■ Objective A
Gather every line of the records that contains the string "wasp", treating uppercase and lowercase as different.
#### Passage given
# Petrol engine efficiency.

1. Apr 23, 2010

### Spikeywan

When I got my motorbike it had a non-standard rear sprocket with two extra teeth. I decided to swap it for a standard one. I expected to get a better overall mpg, but it didn't change noticeably.

So...

An engine has a red line at 14000 rpm. Peak power is delivered at 12000 rpm. Driving along in top gear at 70 mph, the revs are at 6500 rpm.

Because maxmimum power is delivered at 12k, surely this is the point where the engine is most efficient, and getting the most power from the fuel?

So, when cruising at a constant 70mph would it use less fuel if you changed down a gear or two, to get the engine revs as close to 12k as possible? Or is it better to drive in a high gear, keeping the revs as low as possible?

Why?

2. Apr 23, 2010

### Gordianus

Even though the engine may deliver maximum power at 12000 rpm, best efficiency is roughly obtained when the engine delivers the maximum torque

3. Apr 23, 2010

### rcgldr

The internal drag inside the engine, mostly due to moving air back and forth through the crankcase under the moving pistons is lowest at low rpms. However the engine is more efficient under some load and at higher rpms. As you've discovered the amount fuel rate consumption required to drive at 70mph is about the same within a range of rpms, but running in a much lower gear at 10,000+rpm would result in worse fuel milage. Motorcycles also accelerate to speed so quickly that unless you're in constant stop and go traffic, how fast you accelerate doesn't affect overall fuel milage that much because zero to 60 mph only takes about 4 to 5 seconds under moderate throttle, and zero to 45 mph only 3 to 4 seconds, then you're cruising at a somewhat fuel efficient speed.

4. Apr 23, 2010

### jack action

Like Gordianus said, maximum efficiency is at the maximum torque. Because torque is a measure of the efficiency of the combustion and of the friction losses.

Power is a measure that depends on both torque and rpm. Torque is the result of the energy released by the fuel combustion times the efficiency of the thermodynamic cycle, i.e. how the engine was able to transform that heat into mechanical work. The bigger the efficiency, the lower the fuel needed to create the same torque. The rpm indicates how many of these cycles you do in row, hence the power you're gonna get.

Depending on the engine design (valve event, intake & exhaust design, etc.), an engine often performs better at a certain rpm rather than an other (better efficiency), so it will also have a higher torque at a certain rpm rather than an other.
########
#### Dataset records
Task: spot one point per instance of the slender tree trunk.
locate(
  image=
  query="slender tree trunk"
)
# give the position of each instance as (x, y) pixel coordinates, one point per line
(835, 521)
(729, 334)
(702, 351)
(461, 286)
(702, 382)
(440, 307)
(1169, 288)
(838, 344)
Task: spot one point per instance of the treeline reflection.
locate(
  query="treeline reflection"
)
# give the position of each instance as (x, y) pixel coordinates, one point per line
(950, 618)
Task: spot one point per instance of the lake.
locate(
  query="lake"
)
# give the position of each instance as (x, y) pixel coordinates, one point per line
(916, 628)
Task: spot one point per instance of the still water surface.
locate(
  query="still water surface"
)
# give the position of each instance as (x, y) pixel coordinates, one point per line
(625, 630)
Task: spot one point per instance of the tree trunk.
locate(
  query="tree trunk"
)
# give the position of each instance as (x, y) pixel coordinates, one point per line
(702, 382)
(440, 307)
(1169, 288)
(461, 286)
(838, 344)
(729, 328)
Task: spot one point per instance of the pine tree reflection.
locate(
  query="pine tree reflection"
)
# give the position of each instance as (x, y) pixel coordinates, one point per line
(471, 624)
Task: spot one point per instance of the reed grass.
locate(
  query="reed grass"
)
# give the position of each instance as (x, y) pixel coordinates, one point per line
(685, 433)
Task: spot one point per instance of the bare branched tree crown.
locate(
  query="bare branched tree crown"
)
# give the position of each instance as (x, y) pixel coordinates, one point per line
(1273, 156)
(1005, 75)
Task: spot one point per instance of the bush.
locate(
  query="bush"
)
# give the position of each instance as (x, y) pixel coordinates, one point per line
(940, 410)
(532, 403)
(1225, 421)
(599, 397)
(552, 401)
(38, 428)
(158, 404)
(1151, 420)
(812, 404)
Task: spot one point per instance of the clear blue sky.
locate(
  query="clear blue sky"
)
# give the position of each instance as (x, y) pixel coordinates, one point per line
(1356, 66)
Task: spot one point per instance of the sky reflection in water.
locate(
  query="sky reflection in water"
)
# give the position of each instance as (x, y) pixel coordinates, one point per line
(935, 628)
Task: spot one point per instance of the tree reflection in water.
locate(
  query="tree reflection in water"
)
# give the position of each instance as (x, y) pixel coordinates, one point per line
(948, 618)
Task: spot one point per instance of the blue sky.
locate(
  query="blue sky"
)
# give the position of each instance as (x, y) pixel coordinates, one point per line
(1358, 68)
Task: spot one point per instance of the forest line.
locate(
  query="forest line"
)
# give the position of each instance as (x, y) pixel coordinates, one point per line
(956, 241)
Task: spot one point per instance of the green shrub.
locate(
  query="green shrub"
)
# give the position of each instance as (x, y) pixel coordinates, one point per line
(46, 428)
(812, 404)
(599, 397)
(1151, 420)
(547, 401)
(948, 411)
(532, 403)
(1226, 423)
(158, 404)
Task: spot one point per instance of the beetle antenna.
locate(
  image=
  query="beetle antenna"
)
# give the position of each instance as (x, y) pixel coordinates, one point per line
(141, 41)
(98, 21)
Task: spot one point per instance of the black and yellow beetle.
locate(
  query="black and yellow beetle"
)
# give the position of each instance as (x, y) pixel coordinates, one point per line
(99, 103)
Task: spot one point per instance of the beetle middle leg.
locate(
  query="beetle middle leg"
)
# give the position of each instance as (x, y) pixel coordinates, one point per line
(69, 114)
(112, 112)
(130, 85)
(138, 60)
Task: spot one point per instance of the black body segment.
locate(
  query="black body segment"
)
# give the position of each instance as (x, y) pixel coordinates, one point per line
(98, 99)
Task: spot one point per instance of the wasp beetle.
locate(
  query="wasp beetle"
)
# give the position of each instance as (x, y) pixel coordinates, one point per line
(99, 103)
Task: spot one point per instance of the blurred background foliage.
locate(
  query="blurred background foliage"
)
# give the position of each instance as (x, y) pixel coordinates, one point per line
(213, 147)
########
■ Objective B
Carry on the forum thread about petrol engine efficiency from the point where it ends.

■ Reply A
Task: spot one point per instance of the wasp beetle.
  query="wasp beetle"

■ Reply B
The friction losses are known to be more or less proportional to the mean piston speed of an engine, which is proportional to the rpm of the engine. This means that an engine @ 5000 rpm has twice the amount of friction losses than @ 2500 rpm. This is the number one reason for reducing the rpm as much as possible when looking for better mileage.

So when you perform a certain task (say cruisin' at 70 mph), you need a certain amount of power (say 20 hp), regardless of the engine's rpm. Whether you're at 5000 rpm or at 10 000 rpm, you're gonna have to adjust your throttle such that your power output is 20 hp. So, before considering anything else, we already know that we need that 20 hp PLUS extra power to compensate friction losses, which are greater at 10 000 rpm than at 5000 rpm. Furthermore, let's say that your engine is more efficient at 5000 rpm. This means that you will need less fuel at that rpm to produce the already lower total power needed. If the opposite was true (better eff at 10 000 rpm), it might be possible that the better efficiency compensate for the friction losses and then you wouldn't see a difference in fuel consumption.

5. Apr 23, 2010

adding to jack actions great explanation, the piston speed is a function of the rpm and stroke. with a shorter stroke the rpm will be higher than one with a longer stroke for those frictional losses, and since torque is also a function of the stroke the longer stroke engine is going to have torque sooner than the short stroke engine.

of cousre this all can be engineered to an extreme where as in F1 the engines tolerances are so tight it requires pre-heating before turning over. oil pressure and viscosity also effect those numbers. idealy you want to have the engine operating in the peak torque band, hence the critical need to have the gear ratios correct and also when changing one component others also need to be looked at. the most common overlooked one is tire dia.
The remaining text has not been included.